## TASK ITEM
Return the data below exactly, stopping after the line with "cloud, one line per instance.".

(DATA TO EXAMINE)

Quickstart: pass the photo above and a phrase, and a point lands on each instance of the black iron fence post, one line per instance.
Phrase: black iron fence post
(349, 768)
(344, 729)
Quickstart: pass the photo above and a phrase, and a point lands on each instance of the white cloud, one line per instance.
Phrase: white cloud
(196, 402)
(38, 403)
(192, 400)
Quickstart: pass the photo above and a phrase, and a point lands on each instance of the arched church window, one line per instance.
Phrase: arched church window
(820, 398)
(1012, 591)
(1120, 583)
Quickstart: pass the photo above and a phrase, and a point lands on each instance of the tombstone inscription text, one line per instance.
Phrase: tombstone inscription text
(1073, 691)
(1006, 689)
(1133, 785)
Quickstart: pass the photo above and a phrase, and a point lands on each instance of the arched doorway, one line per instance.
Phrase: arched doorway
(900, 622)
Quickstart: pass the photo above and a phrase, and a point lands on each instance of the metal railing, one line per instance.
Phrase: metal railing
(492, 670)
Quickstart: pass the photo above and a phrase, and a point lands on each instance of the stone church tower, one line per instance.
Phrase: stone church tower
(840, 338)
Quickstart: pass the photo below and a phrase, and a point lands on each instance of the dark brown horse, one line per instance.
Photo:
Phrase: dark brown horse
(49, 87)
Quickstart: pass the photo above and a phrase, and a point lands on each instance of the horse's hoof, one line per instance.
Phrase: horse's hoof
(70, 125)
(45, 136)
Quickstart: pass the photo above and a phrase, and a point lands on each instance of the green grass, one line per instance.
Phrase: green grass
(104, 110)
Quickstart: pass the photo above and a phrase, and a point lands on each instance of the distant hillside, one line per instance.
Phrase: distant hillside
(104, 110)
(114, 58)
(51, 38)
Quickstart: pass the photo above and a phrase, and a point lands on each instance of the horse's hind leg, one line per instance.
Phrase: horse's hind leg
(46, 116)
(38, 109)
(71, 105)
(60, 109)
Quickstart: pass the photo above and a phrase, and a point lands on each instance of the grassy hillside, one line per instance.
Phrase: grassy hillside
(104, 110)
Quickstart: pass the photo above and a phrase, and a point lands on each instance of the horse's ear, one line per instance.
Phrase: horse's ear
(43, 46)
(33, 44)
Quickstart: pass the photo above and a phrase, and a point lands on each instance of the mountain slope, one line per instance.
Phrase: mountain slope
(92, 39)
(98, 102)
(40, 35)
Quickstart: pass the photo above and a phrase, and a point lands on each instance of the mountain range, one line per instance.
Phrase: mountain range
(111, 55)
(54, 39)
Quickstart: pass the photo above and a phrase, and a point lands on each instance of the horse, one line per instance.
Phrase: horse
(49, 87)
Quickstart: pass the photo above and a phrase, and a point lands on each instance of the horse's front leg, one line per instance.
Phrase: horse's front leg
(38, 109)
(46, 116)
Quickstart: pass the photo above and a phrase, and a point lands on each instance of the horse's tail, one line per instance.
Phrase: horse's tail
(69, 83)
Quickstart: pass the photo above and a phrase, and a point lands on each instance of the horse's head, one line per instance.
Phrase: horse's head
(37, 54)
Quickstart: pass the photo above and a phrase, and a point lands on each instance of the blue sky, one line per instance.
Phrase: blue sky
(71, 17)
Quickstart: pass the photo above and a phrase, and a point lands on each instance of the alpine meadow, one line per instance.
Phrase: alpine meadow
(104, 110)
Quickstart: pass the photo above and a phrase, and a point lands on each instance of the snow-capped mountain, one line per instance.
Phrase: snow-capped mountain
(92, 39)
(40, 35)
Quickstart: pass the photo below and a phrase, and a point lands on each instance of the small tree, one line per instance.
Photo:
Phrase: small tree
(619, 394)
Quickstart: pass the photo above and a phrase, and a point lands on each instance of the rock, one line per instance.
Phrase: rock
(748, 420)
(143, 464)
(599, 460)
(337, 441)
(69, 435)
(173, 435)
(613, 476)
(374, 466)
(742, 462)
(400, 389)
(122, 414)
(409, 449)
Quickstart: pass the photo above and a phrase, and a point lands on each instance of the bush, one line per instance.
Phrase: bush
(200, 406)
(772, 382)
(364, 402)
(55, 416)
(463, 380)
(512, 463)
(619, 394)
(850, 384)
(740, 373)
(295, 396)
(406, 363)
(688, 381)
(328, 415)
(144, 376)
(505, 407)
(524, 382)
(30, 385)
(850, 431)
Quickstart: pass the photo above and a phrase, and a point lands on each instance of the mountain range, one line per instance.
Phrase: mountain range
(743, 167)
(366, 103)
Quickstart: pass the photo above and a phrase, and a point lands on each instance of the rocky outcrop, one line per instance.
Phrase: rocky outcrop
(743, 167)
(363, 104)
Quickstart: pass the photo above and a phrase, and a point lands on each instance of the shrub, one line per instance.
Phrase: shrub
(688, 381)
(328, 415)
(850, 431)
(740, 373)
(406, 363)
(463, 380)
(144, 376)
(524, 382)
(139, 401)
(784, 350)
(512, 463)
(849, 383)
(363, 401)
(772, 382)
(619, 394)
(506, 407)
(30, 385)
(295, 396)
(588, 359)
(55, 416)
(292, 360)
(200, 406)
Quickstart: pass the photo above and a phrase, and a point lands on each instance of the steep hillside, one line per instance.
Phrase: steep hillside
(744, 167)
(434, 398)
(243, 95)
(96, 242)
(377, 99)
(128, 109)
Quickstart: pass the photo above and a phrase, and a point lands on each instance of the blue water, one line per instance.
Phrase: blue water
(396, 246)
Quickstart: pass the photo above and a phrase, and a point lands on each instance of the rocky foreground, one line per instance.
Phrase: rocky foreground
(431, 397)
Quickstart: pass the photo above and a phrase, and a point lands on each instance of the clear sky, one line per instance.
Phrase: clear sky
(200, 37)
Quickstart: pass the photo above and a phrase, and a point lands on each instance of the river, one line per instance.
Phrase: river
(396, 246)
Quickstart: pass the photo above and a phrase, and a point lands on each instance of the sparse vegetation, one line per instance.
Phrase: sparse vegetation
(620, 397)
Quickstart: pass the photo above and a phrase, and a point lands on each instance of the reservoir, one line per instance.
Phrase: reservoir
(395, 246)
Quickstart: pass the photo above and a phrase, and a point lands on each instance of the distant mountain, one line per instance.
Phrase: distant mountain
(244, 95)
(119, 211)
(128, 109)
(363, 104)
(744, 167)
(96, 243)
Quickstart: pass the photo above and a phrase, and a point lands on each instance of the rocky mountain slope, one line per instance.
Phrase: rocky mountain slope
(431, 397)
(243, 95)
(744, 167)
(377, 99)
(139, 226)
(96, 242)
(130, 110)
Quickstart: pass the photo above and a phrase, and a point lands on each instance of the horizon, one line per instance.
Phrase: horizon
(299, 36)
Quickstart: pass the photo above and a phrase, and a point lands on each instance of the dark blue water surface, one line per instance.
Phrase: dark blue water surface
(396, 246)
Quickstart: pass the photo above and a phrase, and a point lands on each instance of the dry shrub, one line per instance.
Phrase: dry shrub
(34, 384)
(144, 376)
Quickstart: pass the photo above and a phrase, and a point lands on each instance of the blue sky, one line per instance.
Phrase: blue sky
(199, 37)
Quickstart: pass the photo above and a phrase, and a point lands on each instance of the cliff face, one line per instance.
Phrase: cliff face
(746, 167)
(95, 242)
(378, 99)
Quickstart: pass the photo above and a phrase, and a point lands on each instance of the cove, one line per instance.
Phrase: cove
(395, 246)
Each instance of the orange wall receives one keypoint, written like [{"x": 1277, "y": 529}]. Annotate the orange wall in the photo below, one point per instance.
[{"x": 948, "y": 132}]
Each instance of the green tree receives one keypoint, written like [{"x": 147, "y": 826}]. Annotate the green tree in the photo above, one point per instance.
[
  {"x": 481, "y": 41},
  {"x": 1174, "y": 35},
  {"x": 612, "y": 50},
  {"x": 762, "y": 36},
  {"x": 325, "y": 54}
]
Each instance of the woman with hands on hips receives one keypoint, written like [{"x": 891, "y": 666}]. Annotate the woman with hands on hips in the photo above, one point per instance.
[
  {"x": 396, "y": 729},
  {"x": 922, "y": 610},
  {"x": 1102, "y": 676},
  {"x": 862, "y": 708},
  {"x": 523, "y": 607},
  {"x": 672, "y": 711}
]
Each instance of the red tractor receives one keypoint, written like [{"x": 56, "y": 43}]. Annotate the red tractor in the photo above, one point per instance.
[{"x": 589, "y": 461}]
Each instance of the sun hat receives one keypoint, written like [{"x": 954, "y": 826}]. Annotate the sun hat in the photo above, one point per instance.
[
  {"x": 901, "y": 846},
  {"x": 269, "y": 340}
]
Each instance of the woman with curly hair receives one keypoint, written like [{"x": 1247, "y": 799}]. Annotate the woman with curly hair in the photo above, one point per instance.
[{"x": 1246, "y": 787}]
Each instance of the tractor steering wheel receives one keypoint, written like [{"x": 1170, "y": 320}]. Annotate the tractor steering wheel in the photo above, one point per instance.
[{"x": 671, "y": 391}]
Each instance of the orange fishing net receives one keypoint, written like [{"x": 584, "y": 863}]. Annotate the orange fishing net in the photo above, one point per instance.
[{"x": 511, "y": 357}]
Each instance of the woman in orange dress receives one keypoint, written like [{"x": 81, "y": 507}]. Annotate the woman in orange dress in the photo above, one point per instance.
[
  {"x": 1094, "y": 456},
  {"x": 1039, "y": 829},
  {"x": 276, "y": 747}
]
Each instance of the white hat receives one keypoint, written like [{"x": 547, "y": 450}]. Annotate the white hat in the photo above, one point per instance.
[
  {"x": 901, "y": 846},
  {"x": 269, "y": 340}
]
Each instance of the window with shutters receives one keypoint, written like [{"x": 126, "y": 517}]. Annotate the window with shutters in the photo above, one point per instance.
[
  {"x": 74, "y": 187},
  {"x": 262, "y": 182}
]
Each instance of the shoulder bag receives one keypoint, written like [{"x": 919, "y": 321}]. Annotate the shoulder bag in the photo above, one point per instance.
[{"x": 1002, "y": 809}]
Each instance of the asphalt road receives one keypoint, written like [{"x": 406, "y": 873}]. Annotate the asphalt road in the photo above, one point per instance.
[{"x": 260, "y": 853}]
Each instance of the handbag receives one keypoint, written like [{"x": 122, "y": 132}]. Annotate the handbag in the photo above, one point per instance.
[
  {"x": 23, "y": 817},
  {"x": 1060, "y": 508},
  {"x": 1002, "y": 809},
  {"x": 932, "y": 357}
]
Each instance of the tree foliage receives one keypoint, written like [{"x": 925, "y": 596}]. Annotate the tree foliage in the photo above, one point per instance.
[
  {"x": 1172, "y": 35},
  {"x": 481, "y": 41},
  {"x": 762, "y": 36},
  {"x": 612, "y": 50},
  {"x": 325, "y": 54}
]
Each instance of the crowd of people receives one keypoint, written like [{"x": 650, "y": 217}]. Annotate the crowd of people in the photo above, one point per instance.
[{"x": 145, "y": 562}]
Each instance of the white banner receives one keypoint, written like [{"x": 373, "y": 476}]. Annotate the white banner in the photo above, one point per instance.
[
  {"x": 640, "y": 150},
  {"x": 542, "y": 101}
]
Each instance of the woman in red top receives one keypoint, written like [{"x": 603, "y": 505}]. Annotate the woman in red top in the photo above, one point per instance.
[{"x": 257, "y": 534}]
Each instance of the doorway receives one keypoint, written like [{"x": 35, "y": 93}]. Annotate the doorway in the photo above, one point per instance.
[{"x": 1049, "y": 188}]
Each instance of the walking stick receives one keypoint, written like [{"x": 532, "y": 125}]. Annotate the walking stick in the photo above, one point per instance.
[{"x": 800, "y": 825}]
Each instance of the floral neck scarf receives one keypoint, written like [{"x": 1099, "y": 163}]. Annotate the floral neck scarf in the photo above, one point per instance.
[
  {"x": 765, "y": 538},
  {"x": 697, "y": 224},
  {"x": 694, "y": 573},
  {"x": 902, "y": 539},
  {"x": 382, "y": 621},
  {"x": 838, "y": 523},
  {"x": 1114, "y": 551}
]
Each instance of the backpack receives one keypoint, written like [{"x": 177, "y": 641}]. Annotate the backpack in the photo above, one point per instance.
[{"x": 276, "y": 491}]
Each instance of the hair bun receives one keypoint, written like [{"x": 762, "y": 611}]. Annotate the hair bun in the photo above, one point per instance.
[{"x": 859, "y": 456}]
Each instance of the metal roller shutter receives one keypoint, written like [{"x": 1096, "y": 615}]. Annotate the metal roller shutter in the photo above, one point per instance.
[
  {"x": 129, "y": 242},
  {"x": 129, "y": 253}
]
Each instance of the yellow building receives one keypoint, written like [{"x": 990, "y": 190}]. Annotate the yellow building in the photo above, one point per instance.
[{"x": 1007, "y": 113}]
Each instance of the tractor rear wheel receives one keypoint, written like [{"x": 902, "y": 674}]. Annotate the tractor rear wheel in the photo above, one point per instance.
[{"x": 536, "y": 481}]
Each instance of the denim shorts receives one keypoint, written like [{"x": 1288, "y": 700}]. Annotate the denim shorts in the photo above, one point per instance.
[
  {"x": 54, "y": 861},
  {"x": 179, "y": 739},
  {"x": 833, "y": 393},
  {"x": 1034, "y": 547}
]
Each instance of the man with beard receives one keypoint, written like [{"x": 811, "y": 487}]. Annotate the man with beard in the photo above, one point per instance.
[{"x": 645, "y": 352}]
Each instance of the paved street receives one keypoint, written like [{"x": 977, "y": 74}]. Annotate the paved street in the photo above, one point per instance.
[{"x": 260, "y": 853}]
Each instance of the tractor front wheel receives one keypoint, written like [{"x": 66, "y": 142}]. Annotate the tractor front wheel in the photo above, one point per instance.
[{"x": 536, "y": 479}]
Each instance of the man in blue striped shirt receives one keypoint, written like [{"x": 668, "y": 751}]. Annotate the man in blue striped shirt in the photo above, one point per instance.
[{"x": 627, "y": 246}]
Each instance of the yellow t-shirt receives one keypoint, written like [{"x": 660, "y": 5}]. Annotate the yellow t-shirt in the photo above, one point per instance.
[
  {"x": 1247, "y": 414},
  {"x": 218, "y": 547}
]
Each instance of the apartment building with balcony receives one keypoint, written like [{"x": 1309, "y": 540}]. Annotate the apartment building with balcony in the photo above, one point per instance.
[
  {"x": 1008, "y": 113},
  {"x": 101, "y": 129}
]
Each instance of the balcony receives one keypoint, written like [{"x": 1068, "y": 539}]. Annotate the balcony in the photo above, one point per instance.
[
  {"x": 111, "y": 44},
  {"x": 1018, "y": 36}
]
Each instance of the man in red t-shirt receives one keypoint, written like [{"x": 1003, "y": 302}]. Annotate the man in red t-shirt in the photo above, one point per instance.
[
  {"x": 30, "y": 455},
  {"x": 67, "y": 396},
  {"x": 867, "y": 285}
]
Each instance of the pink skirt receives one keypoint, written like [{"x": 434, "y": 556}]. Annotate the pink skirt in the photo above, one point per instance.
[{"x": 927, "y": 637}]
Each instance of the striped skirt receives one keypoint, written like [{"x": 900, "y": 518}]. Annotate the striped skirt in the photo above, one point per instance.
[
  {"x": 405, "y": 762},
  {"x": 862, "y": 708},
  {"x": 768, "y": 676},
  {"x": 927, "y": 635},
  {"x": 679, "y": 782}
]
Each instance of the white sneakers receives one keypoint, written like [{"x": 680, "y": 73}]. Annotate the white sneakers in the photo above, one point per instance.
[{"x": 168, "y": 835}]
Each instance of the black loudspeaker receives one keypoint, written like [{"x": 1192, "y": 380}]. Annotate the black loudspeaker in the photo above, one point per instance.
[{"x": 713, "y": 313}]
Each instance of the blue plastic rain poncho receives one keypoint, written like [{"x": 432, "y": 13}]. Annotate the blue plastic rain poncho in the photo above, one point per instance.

(End DATA TO EXAMINE)

## RESPONSE TO THIS TASK
Quickstart: pass the photo above and a phrase, and a point lands on each instance of the black iron fence post, one line per instance.
Phrase: black iron fence post
(349, 768)
(344, 729)
Quickstart: pass the photo above and a phrase, and a point lands on each instance of the white cloud, one line per instance.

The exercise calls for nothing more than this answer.